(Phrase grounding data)
───

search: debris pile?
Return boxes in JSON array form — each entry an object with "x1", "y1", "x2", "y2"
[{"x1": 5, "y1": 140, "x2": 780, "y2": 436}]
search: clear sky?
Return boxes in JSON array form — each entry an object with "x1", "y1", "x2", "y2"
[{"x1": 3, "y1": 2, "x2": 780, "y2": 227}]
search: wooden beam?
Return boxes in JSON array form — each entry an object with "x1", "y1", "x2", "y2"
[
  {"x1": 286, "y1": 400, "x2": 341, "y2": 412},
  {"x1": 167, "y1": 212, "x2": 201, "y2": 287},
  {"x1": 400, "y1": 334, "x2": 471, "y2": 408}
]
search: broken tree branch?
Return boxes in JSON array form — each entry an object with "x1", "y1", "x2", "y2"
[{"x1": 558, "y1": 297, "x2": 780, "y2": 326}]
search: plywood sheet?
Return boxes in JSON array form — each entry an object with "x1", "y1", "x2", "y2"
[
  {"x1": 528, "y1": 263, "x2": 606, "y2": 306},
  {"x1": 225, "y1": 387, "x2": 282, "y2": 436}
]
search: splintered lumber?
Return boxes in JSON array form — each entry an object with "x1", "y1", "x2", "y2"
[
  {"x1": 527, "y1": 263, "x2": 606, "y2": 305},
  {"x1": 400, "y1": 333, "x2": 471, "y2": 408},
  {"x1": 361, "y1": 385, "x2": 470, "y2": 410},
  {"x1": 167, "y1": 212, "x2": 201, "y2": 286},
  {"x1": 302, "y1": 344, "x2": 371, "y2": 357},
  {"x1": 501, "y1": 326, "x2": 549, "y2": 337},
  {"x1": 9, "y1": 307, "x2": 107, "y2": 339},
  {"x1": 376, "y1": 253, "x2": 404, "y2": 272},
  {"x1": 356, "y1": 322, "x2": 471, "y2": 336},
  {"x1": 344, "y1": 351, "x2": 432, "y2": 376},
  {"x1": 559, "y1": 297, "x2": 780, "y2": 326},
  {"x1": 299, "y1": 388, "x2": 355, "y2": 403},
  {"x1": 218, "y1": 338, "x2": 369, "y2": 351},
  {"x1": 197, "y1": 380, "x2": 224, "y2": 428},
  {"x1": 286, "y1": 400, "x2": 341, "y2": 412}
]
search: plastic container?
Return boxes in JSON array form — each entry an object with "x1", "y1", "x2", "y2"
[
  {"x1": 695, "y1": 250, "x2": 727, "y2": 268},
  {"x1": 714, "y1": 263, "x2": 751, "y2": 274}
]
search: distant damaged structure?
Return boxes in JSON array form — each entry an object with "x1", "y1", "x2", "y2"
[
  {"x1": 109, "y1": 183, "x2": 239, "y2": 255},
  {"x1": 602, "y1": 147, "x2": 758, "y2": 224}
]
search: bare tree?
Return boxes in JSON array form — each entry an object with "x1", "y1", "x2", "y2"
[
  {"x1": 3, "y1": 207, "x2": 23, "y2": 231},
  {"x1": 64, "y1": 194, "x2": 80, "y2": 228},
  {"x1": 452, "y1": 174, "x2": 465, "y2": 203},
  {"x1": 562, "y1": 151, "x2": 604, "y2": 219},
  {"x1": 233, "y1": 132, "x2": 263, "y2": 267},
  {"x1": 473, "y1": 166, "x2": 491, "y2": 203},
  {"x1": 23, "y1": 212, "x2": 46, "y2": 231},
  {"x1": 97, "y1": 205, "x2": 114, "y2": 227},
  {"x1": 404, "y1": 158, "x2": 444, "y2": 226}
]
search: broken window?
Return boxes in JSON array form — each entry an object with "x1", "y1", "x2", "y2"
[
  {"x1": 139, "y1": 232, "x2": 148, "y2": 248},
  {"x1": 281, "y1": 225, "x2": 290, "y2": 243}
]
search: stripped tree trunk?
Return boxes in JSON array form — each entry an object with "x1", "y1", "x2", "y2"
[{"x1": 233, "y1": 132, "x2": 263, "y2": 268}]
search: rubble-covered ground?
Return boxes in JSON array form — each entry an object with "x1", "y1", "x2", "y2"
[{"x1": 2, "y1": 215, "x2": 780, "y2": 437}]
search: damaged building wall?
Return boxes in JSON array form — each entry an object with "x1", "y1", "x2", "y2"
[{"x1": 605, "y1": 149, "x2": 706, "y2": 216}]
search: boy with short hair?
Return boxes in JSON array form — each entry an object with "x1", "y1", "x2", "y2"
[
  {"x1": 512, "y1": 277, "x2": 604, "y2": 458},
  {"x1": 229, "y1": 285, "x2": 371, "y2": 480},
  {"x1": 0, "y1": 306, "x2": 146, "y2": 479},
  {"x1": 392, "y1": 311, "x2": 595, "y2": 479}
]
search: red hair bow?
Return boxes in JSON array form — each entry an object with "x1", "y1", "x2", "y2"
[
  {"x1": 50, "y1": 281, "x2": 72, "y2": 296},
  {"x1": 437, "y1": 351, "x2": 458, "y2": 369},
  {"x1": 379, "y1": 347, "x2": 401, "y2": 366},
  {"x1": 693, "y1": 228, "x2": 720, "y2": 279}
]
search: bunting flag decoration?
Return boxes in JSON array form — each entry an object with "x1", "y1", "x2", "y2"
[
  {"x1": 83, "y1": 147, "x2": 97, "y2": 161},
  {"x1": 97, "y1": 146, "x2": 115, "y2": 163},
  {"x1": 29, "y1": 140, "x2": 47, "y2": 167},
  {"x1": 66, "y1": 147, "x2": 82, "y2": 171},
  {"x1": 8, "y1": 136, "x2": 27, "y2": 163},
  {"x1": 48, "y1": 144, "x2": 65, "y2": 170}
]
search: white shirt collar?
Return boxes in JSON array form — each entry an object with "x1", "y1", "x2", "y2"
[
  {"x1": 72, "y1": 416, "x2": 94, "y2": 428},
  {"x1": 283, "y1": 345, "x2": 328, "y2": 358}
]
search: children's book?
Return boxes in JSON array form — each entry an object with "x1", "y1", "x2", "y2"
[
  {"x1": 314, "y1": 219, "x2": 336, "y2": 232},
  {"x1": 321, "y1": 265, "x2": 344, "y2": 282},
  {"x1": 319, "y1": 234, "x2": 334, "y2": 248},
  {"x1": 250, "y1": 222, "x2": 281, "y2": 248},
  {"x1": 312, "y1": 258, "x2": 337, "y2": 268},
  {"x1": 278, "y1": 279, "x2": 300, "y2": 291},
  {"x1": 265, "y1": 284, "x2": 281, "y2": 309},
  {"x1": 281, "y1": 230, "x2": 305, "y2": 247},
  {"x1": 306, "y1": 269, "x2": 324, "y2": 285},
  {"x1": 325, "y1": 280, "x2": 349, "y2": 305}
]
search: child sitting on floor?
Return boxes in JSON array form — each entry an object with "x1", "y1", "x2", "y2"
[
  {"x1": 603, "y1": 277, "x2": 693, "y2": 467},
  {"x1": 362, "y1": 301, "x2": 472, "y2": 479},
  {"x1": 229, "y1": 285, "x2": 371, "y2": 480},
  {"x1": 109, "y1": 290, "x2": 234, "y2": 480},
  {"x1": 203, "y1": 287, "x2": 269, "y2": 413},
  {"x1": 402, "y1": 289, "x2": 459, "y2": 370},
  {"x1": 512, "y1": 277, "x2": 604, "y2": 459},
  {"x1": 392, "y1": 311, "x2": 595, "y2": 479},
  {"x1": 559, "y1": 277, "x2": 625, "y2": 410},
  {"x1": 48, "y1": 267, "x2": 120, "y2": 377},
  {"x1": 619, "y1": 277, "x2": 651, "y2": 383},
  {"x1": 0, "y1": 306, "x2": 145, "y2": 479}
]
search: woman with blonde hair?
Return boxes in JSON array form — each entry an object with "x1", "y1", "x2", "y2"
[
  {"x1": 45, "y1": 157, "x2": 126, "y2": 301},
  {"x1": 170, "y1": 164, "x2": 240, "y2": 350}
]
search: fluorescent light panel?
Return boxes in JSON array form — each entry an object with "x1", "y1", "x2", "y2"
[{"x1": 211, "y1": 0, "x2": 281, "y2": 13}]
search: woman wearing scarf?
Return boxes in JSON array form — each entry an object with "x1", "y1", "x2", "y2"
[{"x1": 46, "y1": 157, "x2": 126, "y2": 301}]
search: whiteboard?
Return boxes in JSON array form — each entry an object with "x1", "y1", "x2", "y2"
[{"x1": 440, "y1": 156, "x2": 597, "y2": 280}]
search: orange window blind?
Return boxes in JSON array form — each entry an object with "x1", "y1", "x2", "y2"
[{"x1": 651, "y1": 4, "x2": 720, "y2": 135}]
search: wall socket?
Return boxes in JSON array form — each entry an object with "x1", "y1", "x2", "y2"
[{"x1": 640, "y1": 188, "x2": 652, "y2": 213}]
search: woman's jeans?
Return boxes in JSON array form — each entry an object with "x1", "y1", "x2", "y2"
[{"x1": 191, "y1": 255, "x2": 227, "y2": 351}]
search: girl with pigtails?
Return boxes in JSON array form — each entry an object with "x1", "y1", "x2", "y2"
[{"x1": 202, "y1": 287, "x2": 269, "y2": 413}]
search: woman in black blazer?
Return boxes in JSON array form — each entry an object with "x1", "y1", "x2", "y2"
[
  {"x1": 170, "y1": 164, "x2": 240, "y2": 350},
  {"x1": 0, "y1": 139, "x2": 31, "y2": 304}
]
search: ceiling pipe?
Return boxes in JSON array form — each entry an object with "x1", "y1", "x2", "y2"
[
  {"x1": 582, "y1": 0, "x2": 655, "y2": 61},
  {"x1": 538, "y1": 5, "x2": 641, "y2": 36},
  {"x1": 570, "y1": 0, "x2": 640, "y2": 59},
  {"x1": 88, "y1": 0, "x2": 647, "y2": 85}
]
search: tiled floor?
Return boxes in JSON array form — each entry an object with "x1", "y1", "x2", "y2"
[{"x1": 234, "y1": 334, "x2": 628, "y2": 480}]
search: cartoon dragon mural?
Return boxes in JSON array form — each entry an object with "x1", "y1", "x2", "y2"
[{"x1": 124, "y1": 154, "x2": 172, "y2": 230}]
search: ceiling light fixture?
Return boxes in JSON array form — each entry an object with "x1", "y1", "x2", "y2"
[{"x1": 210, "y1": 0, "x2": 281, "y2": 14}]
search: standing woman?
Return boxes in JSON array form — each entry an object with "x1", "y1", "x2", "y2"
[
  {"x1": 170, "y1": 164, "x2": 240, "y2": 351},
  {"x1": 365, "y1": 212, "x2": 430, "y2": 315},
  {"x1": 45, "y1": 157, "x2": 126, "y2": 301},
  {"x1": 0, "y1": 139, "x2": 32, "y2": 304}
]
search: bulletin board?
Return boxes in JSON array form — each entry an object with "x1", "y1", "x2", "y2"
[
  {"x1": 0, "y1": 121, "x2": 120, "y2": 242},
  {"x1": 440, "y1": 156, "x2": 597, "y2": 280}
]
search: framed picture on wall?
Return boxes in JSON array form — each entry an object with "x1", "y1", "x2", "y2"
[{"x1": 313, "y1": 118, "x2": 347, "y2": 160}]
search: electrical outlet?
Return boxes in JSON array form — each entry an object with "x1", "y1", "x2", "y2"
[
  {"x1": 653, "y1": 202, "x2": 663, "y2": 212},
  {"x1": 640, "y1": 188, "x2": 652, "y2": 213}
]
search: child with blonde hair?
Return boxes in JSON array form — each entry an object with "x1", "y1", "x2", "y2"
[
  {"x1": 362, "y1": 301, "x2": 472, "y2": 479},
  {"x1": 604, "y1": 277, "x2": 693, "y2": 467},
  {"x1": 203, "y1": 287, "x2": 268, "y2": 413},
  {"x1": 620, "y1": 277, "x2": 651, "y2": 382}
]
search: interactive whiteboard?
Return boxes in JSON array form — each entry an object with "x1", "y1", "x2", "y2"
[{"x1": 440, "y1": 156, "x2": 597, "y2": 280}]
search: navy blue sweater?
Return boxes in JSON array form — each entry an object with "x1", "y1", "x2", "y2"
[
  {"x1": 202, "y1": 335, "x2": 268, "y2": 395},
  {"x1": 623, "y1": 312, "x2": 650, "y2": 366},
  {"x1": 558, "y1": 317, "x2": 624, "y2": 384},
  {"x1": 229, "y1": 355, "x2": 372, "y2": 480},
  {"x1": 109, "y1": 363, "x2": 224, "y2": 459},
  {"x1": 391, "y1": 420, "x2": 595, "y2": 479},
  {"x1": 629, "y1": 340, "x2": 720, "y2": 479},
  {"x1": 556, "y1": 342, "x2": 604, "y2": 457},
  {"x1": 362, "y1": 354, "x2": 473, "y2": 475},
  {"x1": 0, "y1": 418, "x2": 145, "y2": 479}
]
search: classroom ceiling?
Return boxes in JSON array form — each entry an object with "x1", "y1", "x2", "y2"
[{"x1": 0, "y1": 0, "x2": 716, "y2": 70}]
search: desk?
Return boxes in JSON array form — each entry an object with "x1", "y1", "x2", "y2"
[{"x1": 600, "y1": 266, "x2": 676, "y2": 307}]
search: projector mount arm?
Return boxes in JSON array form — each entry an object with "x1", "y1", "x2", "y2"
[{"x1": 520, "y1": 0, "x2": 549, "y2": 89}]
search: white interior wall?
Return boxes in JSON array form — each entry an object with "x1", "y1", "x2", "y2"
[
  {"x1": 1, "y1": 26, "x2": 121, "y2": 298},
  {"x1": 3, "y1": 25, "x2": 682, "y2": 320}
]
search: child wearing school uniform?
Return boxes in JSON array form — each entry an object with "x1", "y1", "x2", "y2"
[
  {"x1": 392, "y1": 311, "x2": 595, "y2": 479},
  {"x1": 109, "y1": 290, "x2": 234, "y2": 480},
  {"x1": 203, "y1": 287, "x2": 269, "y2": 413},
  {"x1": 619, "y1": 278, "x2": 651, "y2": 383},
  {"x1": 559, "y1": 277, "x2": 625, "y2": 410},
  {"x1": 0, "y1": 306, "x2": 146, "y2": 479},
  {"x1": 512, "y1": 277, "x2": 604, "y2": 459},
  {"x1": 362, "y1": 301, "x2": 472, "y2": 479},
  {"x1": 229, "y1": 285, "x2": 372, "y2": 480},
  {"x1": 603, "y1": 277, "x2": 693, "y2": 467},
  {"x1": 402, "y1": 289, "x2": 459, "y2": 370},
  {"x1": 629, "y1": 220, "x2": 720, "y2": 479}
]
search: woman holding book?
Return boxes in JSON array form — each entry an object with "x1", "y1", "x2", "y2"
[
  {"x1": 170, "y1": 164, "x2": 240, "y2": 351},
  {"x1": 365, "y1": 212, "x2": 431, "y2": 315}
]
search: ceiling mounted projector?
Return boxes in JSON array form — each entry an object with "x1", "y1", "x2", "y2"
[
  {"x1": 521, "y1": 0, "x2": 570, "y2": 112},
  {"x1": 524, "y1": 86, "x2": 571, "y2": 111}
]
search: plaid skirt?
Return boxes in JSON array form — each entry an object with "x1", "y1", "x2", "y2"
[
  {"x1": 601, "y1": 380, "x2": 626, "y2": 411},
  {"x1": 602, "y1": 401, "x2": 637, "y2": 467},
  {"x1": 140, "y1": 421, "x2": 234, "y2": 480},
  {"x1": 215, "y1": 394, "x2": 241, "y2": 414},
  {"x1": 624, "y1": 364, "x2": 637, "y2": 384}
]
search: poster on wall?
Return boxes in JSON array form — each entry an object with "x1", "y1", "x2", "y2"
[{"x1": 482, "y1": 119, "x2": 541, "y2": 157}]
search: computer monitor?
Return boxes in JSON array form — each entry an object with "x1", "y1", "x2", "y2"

───

(TASK TO CARRY OUT): Repeat, exactly as they stand above, the lines from the line with "search: clear sky?" to the line with "search: wooden beam?", both lines included.

(EXPECTED OUTPUT):
search: clear sky?
Return boxes in JSON array form — each entry an object with "x1", "y1", "x2", "y2"
[{"x1": 3, "y1": 2, "x2": 780, "y2": 227}]
search: wooden beam?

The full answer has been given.